> **To do**: Express the lines as a JSON list of strings, one string per line, with blank lines and pictures left out. Begin at the line that has "query: building window" and stop after the line that has "[293,205,450,287]".

> **Dataset**:

----------

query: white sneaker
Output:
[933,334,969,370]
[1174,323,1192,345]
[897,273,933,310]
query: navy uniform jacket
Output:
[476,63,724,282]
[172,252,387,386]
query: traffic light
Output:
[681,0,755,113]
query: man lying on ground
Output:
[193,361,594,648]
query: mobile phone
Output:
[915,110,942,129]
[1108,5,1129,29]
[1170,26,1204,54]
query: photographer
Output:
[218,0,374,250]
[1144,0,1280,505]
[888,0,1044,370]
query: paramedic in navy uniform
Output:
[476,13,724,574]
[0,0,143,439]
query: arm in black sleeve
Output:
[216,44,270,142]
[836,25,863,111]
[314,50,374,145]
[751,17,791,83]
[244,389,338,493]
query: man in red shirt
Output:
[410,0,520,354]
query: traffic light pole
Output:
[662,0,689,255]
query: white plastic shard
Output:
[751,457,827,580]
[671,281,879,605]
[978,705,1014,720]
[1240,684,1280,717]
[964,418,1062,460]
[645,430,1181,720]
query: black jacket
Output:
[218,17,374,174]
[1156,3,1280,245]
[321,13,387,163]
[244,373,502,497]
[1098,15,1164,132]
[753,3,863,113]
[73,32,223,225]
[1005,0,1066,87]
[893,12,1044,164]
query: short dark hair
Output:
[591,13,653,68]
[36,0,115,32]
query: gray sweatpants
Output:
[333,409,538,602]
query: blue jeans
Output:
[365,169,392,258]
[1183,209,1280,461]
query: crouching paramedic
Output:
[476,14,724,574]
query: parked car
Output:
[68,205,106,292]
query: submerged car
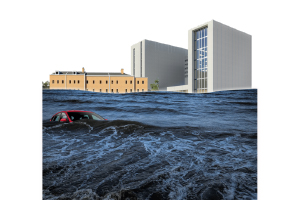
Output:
[50,110,107,122]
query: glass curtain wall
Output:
[194,27,207,93]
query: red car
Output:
[50,110,107,122]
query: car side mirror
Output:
[60,118,67,122]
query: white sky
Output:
[0,0,300,199]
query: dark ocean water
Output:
[43,90,257,200]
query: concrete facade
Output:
[188,20,252,93]
[131,40,188,90]
[131,20,252,93]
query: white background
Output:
[0,0,300,199]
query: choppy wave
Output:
[43,91,257,200]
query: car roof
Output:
[61,110,91,112]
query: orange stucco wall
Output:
[135,78,148,92]
[50,74,84,90]
[50,74,148,93]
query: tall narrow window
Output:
[194,27,208,93]
[132,49,135,76]
[141,42,143,77]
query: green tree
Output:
[42,81,50,88]
[150,79,159,91]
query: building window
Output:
[194,27,208,93]
[133,49,135,76]
[140,42,143,77]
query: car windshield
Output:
[68,112,104,121]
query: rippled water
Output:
[43,90,257,200]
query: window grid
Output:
[194,27,207,93]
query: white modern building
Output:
[131,40,188,90]
[131,20,252,93]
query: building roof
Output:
[52,71,131,76]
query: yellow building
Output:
[50,68,148,93]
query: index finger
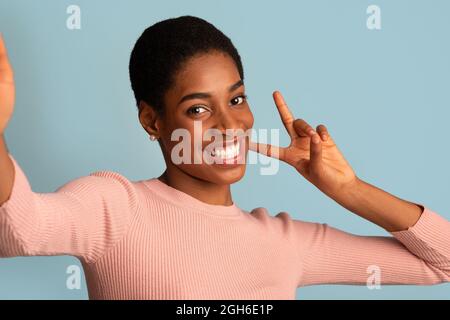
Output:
[0,33,13,82]
[273,91,298,139]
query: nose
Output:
[216,106,242,135]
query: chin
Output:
[191,164,246,185]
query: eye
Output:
[187,106,208,115]
[231,94,247,105]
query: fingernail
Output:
[312,134,320,143]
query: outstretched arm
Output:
[250,91,450,285]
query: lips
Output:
[210,137,245,164]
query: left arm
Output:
[250,92,450,284]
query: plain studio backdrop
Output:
[0,0,450,299]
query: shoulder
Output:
[56,170,139,211]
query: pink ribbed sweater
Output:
[0,154,450,299]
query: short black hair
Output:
[129,15,244,114]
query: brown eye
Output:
[231,94,247,105]
[187,106,208,115]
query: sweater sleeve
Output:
[0,154,137,263]
[293,205,450,287]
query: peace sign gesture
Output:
[249,91,357,196]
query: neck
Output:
[158,168,233,206]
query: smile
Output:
[211,140,240,160]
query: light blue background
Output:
[0,0,450,299]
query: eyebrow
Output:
[178,79,244,105]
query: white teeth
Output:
[211,141,240,159]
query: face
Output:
[140,52,253,184]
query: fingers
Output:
[273,91,297,138]
[310,129,322,172]
[316,124,330,141]
[249,141,285,160]
[0,33,13,82]
[294,119,316,137]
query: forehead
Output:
[172,52,240,96]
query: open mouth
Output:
[211,140,241,160]
[210,137,245,165]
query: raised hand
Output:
[249,91,358,196]
[0,34,15,134]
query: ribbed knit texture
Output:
[0,155,450,299]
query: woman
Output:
[0,16,450,299]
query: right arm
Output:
[0,36,137,263]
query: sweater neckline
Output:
[144,178,243,217]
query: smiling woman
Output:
[0,16,450,299]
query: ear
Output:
[138,100,161,137]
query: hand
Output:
[249,91,358,197]
[0,34,15,134]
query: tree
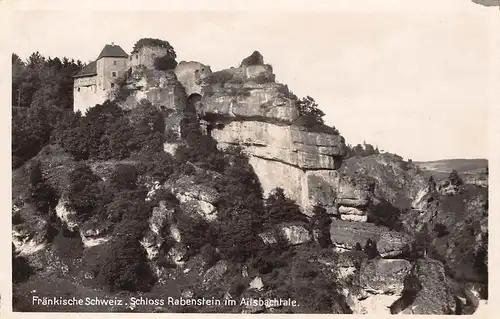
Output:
[68,164,102,222]
[363,142,375,156]
[363,239,378,259]
[240,51,264,67]
[264,187,308,226]
[30,161,58,214]
[353,144,364,156]
[427,176,436,192]
[97,237,155,292]
[448,169,464,186]
[311,205,332,248]
[297,95,325,127]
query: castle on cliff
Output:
[73,43,174,114]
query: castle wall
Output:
[128,46,172,68]
[73,76,106,114]
[175,61,212,96]
[97,57,128,91]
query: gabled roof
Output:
[97,44,128,60]
[74,61,97,78]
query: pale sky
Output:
[4,0,500,160]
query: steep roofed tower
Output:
[73,43,128,114]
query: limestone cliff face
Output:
[117,66,187,151]
[197,65,344,213]
[340,153,427,208]
[203,82,298,123]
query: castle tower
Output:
[73,43,128,114]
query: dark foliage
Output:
[201,244,220,267]
[448,169,464,186]
[263,188,308,227]
[434,223,449,238]
[368,199,403,230]
[12,52,84,110]
[363,239,378,259]
[311,206,332,248]
[97,237,155,292]
[293,96,339,135]
[30,161,59,215]
[12,52,83,168]
[240,51,264,67]
[344,142,380,159]
[177,214,216,251]
[205,70,234,86]
[68,164,104,222]
[53,101,165,160]
[12,244,35,284]
[110,164,137,190]
[132,38,177,59]
[154,55,177,71]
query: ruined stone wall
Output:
[73,76,106,114]
[97,57,128,91]
[175,61,212,96]
[128,46,172,69]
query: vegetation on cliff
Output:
[12,44,488,313]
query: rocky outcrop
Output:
[165,176,219,221]
[340,153,427,208]
[351,258,412,315]
[359,259,412,296]
[114,67,187,148]
[330,220,389,250]
[12,205,50,256]
[212,121,343,208]
[203,260,229,286]
[280,225,311,246]
[393,258,457,315]
[202,83,298,124]
[377,231,414,258]
[212,121,343,170]
[175,61,212,96]
[141,201,174,260]
[259,222,312,246]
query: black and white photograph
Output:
[6,0,500,315]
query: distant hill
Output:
[414,158,488,180]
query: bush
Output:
[311,206,332,248]
[110,164,137,190]
[240,51,264,67]
[97,237,155,292]
[368,200,403,231]
[263,188,309,227]
[363,239,378,259]
[177,214,215,251]
[154,55,177,71]
[12,107,53,168]
[68,164,103,222]
[201,244,220,267]
[448,170,464,186]
[12,244,35,284]
[205,70,234,86]
[293,96,339,135]
[30,161,59,214]
[434,223,449,238]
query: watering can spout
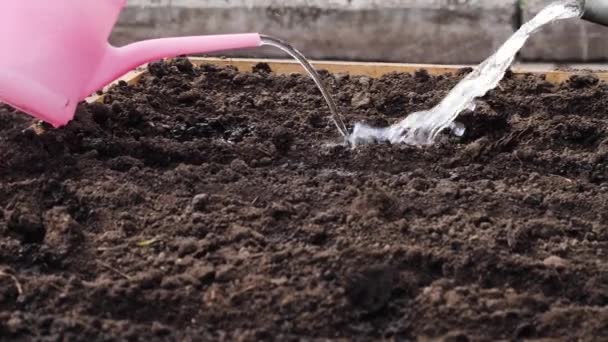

----------

> **Exercise answer**:
[
  "query: building window",
  "Output:",
  "[194,27,208,93]",
  "[133,49,135,76]",
  "[140,42,143,77]",
  "query: car windshield",
  "Output:",
  "[68,112,104,121]",
  "query: rippled water",
  "Output:",
  "[43,90,257,200]",
  "query: window grid",
  "Output:",
  "[194,27,207,93]",
  "query: white modern building",
  "Output:",
  "[131,40,188,90]",
  "[131,20,252,93]",
  "query: building roof",
  "Output:",
  "[52,71,131,76]",
  "query: yellow building",
  "Output:",
  "[50,68,148,93]",
  "query: index finger",
  "Output:",
  "[0,33,13,82]",
  "[273,91,298,139]",
  "query: nose",
  "Output:",
  "[216,106,242,135]",
  "query: chin",
  "Output:",
  "[191,164,246,185]",
  "query: eye",
  "Output:",
  "[187,106,208,115]",
  "[231,94,247,105]",
  "query: fingernail",
  "Output:",
  "[312,134,320,143]",
  "query: outstretched arm",
  "Output:",
  "[250,91,450,285]",
  "query: lips",
  "Output:",
  "[210,137,245,164]",
  "query: left arm",
  "Output:",
  "[250,92,450,284]",
  "query: plain studio backdrop",
  "Output:",
  "[0,0,450,299]",
  "query: shoulder",
  "Output:",
  "[56,170,139,211]",
  "query: pink ribbed sweater",
  "Output:",
  "[0,154,450,299]",
  "query: short black hair",
  "Output:",
  "[129,15,244,114]",
  "query: brown eye",
  "Output:",
  "[231,94,247,105]",
  "[187,106,208,115]",
  "query: sweater sleeve",
  "Output:",
  "[0,154,137,263]",
  "[293,205,450,287]"
]